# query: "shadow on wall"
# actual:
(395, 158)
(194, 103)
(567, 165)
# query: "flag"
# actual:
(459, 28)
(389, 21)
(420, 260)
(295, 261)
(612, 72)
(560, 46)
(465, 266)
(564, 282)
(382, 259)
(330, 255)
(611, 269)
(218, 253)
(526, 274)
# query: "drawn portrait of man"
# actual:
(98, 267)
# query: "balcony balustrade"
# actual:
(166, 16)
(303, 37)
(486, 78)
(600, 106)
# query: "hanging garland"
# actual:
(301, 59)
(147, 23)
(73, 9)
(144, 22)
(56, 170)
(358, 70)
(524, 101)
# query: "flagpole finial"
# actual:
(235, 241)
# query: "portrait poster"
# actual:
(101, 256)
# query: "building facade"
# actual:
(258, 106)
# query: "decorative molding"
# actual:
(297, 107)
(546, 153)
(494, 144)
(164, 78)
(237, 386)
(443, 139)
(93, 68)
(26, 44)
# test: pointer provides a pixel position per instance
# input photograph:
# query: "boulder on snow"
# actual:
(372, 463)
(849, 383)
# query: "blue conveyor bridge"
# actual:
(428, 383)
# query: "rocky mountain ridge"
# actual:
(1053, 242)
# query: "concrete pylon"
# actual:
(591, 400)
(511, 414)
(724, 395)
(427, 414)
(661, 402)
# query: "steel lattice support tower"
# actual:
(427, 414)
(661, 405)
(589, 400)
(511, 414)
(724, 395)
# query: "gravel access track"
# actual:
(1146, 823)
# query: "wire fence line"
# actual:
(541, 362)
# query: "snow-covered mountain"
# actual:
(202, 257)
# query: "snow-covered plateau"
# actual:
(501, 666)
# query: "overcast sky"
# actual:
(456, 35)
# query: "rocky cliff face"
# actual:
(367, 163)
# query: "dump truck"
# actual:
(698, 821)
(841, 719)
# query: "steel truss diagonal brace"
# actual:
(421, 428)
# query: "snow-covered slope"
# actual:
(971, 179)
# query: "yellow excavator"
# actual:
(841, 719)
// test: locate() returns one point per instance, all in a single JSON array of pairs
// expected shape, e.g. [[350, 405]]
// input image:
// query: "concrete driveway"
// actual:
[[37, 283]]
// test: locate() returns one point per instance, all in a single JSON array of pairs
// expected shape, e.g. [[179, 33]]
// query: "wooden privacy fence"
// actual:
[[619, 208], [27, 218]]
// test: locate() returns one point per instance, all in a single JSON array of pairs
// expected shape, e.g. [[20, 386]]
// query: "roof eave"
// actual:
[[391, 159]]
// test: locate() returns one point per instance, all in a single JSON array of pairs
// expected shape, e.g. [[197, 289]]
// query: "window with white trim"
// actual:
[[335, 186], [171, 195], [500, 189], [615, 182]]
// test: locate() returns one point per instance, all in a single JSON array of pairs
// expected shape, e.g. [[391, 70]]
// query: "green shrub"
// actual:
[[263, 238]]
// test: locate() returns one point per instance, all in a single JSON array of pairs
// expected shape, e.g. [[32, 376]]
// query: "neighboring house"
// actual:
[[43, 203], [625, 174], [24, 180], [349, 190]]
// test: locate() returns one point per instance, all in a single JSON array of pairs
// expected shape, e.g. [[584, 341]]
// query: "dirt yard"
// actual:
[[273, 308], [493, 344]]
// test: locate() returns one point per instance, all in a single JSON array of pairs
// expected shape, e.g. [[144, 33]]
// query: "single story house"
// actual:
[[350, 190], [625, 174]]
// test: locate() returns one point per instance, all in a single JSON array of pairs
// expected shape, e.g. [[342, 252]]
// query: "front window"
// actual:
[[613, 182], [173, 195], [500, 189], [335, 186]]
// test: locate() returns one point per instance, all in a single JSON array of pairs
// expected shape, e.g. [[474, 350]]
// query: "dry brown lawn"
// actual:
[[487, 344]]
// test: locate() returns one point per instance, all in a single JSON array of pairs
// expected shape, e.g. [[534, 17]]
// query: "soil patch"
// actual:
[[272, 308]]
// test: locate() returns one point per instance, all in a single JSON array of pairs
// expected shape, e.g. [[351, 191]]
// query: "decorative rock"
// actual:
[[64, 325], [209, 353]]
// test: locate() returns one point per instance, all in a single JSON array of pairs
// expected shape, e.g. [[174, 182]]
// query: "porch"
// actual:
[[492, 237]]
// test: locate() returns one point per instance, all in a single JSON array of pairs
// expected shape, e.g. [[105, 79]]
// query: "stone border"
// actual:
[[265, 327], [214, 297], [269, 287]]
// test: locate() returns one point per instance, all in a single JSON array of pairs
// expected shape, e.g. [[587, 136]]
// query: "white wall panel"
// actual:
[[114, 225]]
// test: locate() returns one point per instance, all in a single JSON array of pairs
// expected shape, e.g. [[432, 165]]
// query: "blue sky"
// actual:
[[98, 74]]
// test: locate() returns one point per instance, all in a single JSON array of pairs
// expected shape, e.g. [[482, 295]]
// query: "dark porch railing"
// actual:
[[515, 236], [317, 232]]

==================================================

#### Assignment:
Reproduce all the records shown above, unchanged.

#### Answer to this task:
# query: "shadow on wall"
# actual:
(395, 158)
(194, 103)
(567, 165)
# query: "flag"
# actual:
(459, 28)
(389, 21)
(420, 260)
(295, 261)
(612, 72)
(560, 46)
(465, 266)
(564, 282)
(382, 259)
(330, 255)
(611, 269)
(218, 253)
(526, 274)
# query: "drawn portrait of man"
# actual:
(98, 267)
# query: "balcony balustrade"
# actual:
(166, 16)
(303, 37)
(486, 78)
(600, 106)
# query: "hanging garland"
# actual:
(301, 59)
(147, 23)
(73, 9)
(144, 22)
(56, 170)
(358, 70)
(524, 101)
# query: "flagpole finial"
# actual:
(235, 241)
# query: "portrait poster"
# actual:
(101, 256)
# query: "building facade"
# actual:
(258, 106)
# query: "decorative molding"
# actual:
(297, 107)
(546, 153)
(494, 144)
(164, 78)
(237, 386)
(443, 139)
(93, 68)
(26, 44)
# test: pointer provides a pixel position per instance
# input photograph:
# query: "boulder on snow"
# actual:
(372, 463)
(849, 383)
# query: "blue conveyor bridge"
# actual:
(428, 383)
# query: "rocky mountain ridge"
# actual:
(1053, 242)
# query: "concrete pylon"
# actual:
(591, 400)
(511, 414)
(724, 395)
(427, 414)
(661, 402)
# query: "steel lattice support tower"
# actual:
(427, 414)
(661, 405)
(589, 400)
(511, 414)
(724, 395)
# query: "gravel access track"
# actual:
(1146, 823)
# query: "wire fence line"
# actual:
(541, 362)
# query: "snow-covered mountain"
# actual:
(202, 257)
# query: "snow-covered plateau"
# actual:
(501, 666)
# query: "overcast sky"
# actual:
(456, 35)
# query: "rocky cliff face"
# actual:
(367, 163)
# query: "dump truck"
# actual:
(698, 821)
(841, 719)
# query: "steel truss diagonal brace"
# actual:
(421, 428)
# query: "snow-covered slope"
# actual:
(971, 179)
# query: "yellow excavator"
# actual:
(841, 719)
// test: locate() returns one point per instance, all in a single JSON array of pairs
// expected shape, e.g. [[350, 405]]
// input image:
// query: "concrete driveway"
// actual:
[[37, 283]]
// test: locate() returns one point per instance, all in a single JSON array of pairs
// expected shape, e.g. [[179, 33]]
// query: "wooden privacy fence"
// actual:
[[619, 208], [27, 218]]
// test: locate() returns one point per instance, all in a single JSON array of pairs
// expected shape, e.g. [[20, 386]]
// query: "roof eave"
// actual:
[[391, 159]]
// test: locate() returns one point per instance, all in a single JSON array of pairs
// expected shape, e.g. [[197, 289]]
// query: "window with white trim"
// actual:
[[335, 186], [171, 195], [500, 189], [615, 182]]
// test: locate() returns one point per instance, all in a single JSON array of pairs
// expected shape, e.g. [[391, 70]]
// query: "green shrub"
// actual:
[[263, 238]]
// test: locate() returns one point per instance, all in a single JSON array of pairs
// expected shape, e.g. [[32, 376]]
// query: "neighboring house"
// actual:
[[43, 203], [625, 174], [24, 180], [349, 190]]
// test: locate() returns one point per instance, all in a single JSON array of pairs
// expected shape, e.g. [[584, 341]]
// query: "dirt yard"
// actual:
[[273, 308], [493, 344]]
// test: locate() returns one point per instance, all in a single JSON array of pairs
// expected shape, e.g. [[144, 33]]
// query: "single story house"
// actual:
[[350, 190], [625, 174]]
// test: locate() returns one point per instance, all in a single JSON array of pairs
// expected shape, e.g. [[342, 252]]
// query: "front window"
// actual:
[[613, 182], [173, 195], [500, 189], [335, 186]]
// test: locate() returns one point per instance, all in a single JSON array of pairs
// expected shape, e.g. [[474, 350]]
// query: "dry brown lawn"
// actual:
[[487, 344]]
// test: locate() returns one point per instance, all in a single JSON array of pairs
// expected shape, e.g. [[534, 17]]
// query: "soil patch"
// actual:
[[272, 308]]
// test: locate() returns one point per instance, all in a single JSON array of pairs
// expected shape, e.g. [[351, 191]]
// query: "decorative rock"
// actual:
[[64, 325], [209, 353]]
// test: locate() returns one point per instance, all in a single JSON array of pairs
// expected shape, e.g. [[174, 182]]
// query: "porch"
// actual:
[[492, 237]]
// test: locate() returns one point per instance, all in a single JSON array of pairs
// expected shape, e.g. [[105, 79]]
// query: "stone border"
// actual:
[[265, 327], [214, 297], [269, 287]]
// test: locate() returns one point per instance, all in a single JSON array of pairs
// expected shape, e.g. [[587, 136]]
// query: "white wall panel"
// actual:
[[114, 225]]
// test: locate() returns one point per instance, all in a single JSON array of pairs
// expected shape, e.g. [[432, 165]]
// query: "blue sky"
// actual:
[[98, 74]]
// test: locate() returns one point per instance, all in a single JSON array of pairs
// expected shape, e.g. [[482, 295]]
// query: "dark porch railing"
// actual:
[[515, 236], [317, 232]]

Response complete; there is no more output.